§ GIVEN DATA:
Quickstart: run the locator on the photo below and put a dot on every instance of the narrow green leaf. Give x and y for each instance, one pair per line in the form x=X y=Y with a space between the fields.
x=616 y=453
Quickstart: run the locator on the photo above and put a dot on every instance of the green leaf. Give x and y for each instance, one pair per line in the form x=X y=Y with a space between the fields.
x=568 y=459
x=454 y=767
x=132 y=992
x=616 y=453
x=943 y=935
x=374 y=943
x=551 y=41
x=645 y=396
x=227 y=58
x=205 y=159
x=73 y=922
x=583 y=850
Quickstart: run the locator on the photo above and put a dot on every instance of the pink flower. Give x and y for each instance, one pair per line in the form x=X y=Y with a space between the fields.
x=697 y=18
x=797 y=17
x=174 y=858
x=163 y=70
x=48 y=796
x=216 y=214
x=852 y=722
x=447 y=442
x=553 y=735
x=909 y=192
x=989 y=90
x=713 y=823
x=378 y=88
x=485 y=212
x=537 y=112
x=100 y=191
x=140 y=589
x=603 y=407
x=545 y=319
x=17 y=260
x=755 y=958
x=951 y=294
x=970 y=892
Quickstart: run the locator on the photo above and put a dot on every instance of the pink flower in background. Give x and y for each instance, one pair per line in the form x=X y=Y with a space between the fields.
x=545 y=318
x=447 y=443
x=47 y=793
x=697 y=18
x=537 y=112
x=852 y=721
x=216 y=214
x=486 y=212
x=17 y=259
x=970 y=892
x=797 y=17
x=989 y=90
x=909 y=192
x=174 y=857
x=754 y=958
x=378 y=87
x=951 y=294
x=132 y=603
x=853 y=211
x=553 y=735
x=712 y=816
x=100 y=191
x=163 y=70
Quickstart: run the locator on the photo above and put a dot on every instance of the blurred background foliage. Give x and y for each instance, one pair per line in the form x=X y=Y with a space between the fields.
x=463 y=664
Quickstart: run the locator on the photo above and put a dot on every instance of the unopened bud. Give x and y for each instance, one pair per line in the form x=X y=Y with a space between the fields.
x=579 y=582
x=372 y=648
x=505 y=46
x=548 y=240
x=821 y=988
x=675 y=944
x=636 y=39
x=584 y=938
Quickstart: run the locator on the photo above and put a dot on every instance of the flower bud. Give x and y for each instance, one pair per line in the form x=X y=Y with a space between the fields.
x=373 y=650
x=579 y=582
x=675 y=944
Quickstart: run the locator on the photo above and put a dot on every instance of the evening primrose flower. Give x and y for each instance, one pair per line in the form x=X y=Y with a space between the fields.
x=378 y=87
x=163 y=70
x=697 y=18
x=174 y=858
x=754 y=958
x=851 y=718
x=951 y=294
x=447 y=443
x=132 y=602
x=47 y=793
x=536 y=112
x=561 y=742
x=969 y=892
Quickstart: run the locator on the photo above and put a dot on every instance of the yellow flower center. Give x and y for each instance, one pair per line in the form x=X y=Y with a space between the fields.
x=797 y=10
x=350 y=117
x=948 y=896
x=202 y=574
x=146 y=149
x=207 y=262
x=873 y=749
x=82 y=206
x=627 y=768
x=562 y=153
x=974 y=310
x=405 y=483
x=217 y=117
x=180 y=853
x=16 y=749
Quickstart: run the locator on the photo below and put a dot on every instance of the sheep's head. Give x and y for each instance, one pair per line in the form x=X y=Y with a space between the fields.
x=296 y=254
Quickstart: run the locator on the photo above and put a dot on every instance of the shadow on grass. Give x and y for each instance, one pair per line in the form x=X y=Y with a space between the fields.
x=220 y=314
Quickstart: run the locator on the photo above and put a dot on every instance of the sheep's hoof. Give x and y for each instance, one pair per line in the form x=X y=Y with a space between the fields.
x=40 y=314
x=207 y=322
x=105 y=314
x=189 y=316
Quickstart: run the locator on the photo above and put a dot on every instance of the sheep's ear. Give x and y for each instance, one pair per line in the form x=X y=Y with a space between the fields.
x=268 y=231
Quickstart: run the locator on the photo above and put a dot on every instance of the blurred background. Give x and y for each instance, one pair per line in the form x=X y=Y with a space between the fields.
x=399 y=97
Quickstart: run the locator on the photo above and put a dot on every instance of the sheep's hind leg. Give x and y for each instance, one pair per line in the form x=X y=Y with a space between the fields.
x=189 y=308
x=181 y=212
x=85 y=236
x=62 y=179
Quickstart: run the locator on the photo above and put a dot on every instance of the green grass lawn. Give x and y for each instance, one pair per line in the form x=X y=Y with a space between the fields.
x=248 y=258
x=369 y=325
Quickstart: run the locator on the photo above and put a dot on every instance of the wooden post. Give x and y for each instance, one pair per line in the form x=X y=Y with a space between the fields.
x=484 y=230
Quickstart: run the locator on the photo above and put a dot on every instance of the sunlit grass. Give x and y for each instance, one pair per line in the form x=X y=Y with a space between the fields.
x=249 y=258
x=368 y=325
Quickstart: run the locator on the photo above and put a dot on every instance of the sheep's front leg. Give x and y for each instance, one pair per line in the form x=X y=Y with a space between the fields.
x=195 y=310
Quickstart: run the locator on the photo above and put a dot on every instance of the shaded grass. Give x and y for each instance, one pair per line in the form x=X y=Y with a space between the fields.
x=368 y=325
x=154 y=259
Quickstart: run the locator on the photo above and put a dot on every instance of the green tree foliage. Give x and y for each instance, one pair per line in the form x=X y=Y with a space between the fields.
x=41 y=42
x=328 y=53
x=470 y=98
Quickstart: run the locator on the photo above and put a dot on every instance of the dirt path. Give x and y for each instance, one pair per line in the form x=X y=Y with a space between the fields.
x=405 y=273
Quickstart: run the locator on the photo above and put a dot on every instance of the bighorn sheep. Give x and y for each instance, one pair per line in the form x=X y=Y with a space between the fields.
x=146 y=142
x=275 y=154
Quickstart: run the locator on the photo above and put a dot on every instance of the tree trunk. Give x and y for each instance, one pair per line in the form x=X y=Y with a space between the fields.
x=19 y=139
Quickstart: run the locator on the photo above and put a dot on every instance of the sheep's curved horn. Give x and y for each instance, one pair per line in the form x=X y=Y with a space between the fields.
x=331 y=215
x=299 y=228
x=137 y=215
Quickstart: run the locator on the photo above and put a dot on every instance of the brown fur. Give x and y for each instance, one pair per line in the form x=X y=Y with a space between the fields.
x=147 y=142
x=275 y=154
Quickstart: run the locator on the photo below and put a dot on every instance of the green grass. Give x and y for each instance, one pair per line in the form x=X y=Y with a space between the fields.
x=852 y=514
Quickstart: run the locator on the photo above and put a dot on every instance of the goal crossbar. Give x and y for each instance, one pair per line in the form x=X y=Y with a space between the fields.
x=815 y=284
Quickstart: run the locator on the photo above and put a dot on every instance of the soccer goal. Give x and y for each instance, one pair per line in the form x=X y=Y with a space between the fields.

§ TO BE DONE:
Could you put every line of the records above into a JSON list of strings, one string per line, with blank lines left out?

§ CORRECT ANSWER:
[
  "Quickstart: run the locator on the photo below and put a dot on every instance of the narrow green leaf. Give x and y for each instance, one pair per line in the form x=X y=Y with a space between the fields.",
  "x=616 y=453",
  "Quickstart: run the locator on the photo above and put a dot on every instance of the green leaf. Give x and y for each instance, one pair per line in the form x=X y=Y with a space between the fields.",
  "x=568 y=459",
  "x=454 y=767",
  "x=132 y=992",
  "x=616 y=453",
  "x=943 y=935",
  "x=374 y=943",
  "x=551 y=41",
  "x=645 y=396",
  "x=227 y=58",
  "x=205 y=159",
  "x=73 y=922",
  "x=583 y=850",
  "Quickstart: run the locator on the photo above and put a dot on every instance of the pink flower. Give x and y for each instance, one pair per line in the form x=X y=Y with a space between the fields.",
  "x=697 y=18",
  "x=797 y=17",
  "x=174 y=858",
  "x=163 y=70",
  "x=48 y=796",
  "x=216 y=214",
  "x=852 y=722",
  "x=447 y=442",
  "x=553 y=735",
  "x=909 y=192",
  "x=989 y=90",
  "x=713 y=823",
  "x=378 y=88",
  "x=485 y=212",
  "x=537 y=112",
  "x=100 y=191",
  "x=140 y=589",
  "x=603 y=407",
  "x=545 y=319",
  "x=17 y=260",
  "x=755 y=958",
  "x=951 y=294",
  "x=970 y=892",
  "Quickstart: run the locator on the photo above and put a dot on every instance of the pink flower in background. Give x and y for each instance, one pair per line in the form x=X y=Y with a space between the fields.",
  "x=545 y=318",
  "x=447 y=443",
  "x=47 y=793",
  "x=697 y=18",
  "x=537 y=112",
  "x=852 y=721",
  "x=216 y=214",
  "x=486 y=212",
  "x=17 y=259",
  "x=970 y=892",
  "x=797 y=17",
  "x=989 y=90",
  "x=909 y=192",
  "x=174 y=857",
  "x=754 y=958",
  "x=378 y=87",
  "x=951 y=294",
  "x=132 y=603",
  "x=853 y=211",
  "x=553 y=735",
  "x=712 y=816",
  "x=100 y=191",
  "x=163 y=70",
  "Quickstart: run the locator on the photo above and put a dot on every instance of the blurred background foliage. Give x and y for each instance, one pair per line in the form x=X y=Y with a space between the fields.",
  "x=463 y=664",
  "Quickstart: run the locator on the photo above and put a dot on every instance of the unopened bud. Give x and y for each instance, one pair per line in the form x=X y=Y with a space between the fields.",
  "x=579 y=582",
  "x=372 y=648",
  "x=505 y=46",
  "x=548 y=240",
  "x=821 y=988",
  "x=675 y=944",
  "x=636 y=39",
  "x=584 y=938",
  "Quickstart: run the locator on the photo above and put a dot on every instance of the flower bud. Give x and y for each instance, one pair per line in the form x=X y=Y with a space between the fields.",
  "x=373 y=650",
  "x=579 y=582",
  "x=675 y=944",
  "Quickstart: run the locator on the photo above and put a dot on every instance of the evening primrose flower. Give x and y for each instance, one pair per line in the form x=X y=Y with a space between the fields.",
  "x=378 y=87",
  "x=163 y=70",
  "x=697 y=18",
  "x=174 y=858",
  "x=754 y=958",
  "x=851 y=718",
  "x=951 y=294",
  "x=447 y=443",
  "x=132 y=602",
  "x=47 y=793",
  "x=536 y=112",
  "x=561 y=742",
  "x=969 y=892",
  "Quickstart: run the locator on the photo above and put a dot on every instance of the yellow flower center. Give x and y for each instance, one pair per line in the form x=X y=Y with a space between the fields.",
  "x=797 y=10",
  "x=350 y=117",
  "x=948 y=896",
  "x=202 y=574",
  "x=146 y=149",
  "x=207 y=262",
  "x=873 y=749",
  "x=82 y=206",
  "x=627 y=768",
  "x=562 y=153",
  "x=974 y=310",
  "x=405 y=483",
  "x=217 y=117",
  "x=180 y=853",
  "x=16 y=749",
  "Quickstart: run the locator on the photo below and put a dot on every instance of the sheep's head. Give x and y for each instance, one pair per line in the form x=X y=Y with a space between the fields.",
  "x=296 y=254",
  "Quickstart: run the locator on the photo above and put a dot on every instance of the shadow on grass. Give x and y for each instance, one pair per line in the form x=X y=Y with a space between the fields.",
  "x=220 y=314",
  "Quickstart: run the locator on the photo above and put a dot on every instance of the sheep's hoof. Give x and y for each instance, one pair per line in the form x=X y=Y with a space between the fields.",
  "x=40 y=314",
  "x=207 y=322",
  "x=105 y=314",
  "x=189 y=316",
  "Quickstart: run the locator on the photo above and put a dot on every instance of the sheep's ear. Give x and y for each instance, one pair per line in the form x=X y=Y with a space between the fields.",
  "x=268 y=231",
  "Quickstart: run the locator on the photo above and put a dot on every instance of the blurred background. Give x and y for each instance, one pair per line in the form x=X y=Y with a space between the fields.",
  "x=399 y=97",
  "Quickstart: run the locator on the photo above and put a dot on every instance of the sheep's hind leg. Give x and y for each instance, one pair per line in the form x=X y=Y with a space between the fields.",
  "x=189 y=308",
  "x=181 y=212",
  "x=85 y=236",
  "x=62 y=179",
  "Quickstart: run the locator on the photo above and put a dot on every instance of the green grass lawn. Give x and y for each instance, one pair per line in the form x=X y=Y with a space between the fields.",
  "x=248 y=258",
  "x=369 y=325",
  "Quickstart: run the locator on the photo above and put a dot on every instance of the wooden post. Give x and y for each instance, one pair per line in the form x=X y=Y with a space between the fields.",
  "x=484 y=230",
  "Quickstart: run the locator on the photo above and put a dot on every instance of the sunlit grass. Give x and y for each instance, one pair per line in the form x=X y=Y with a space between the fields.",
  "x=249 y=258",
  "x=368 y=325",
  "Quickstart: run the locator on the photo above and put a dot on every instance of the sheep's front leg. Give x and y for each instance, one pair per line in the form x=X y=Y with a space between the fields.",
  "x=195 y=310",
  "Quickstart: run the locator on the photo above and put a dot on every instance of the shaded grass. Give x and y for each instance, one pair per line in the form x=X y=Y with a space between the fields.",
  "x=368 y=325",
  "x=154 y=259",
  "Quickstart: run the locator on the photo above and put a dot on every instance of the green tree foliage. Give x and y for each instance, one pair per line in the form x=X y=Y with a space between the fields.",
  "x=41 y=42",
  "x=328 y=53",
  "x=470 y=98",
  "Quickstart: run the locator on the photo above and put a dot on every instance of the dirt path. Give x and y for each instance, one pair per line in the form x=X y=Y with a space between the fields.",
  "x=405 y=273",
  "Quickstart: run the locator on the photo above and put a dot on every instance of the bighorn sheep. Give x and y for each instance, one pair per line in the form x=X y=Y with a space between the fields.",
  "x=146 y=142",
  "x=275 y=154",
  "Quickstart: run the locator on the photo above and put a dot on every instance of the tree trunk. Give x and y for each instance, one pair per line in the form x=X y=Y with a space between the fields.",
  "x=19 y=139",
  "Quickstart: run the locator on the photo above and put a dot on every instance of the sheep's curved horn. Give x and y for each instance, one pair per line in the form x=X y=Y with a space between the fields.",
  "x=331 y=215",
  "x=299 y=228",
  "x=137 y=215",
  "Quickstart: run the locator on the photo above and put a dot on every instance of the brown fur. Give x and y for each instance, one pair per line in the form x=X y=Y with a space between the fields.",
  "x=147 y=142",
  "x=275 y=154",
  "Quickstart: run the locator on the photo below and put a dot on every instance of the green grass. Give x and y for each instance, one pair per line in the form x=X y=Y with a space between the fields.",
  "x=852 y=514",
  "Quickstart: run the locator on the photo above and put a dot on every instance of the goal crossbar. Give x and y for each instance, one pair per line in the form x=X y=Y with a space between the fields.",
  "x=815 y=284",
  "Quickstart: run the locator on the photo above and put a dot on every instance of the soccer goal. Give x and y for each instance, one pair per line in the form x=X y=Y with a space between the fields."
]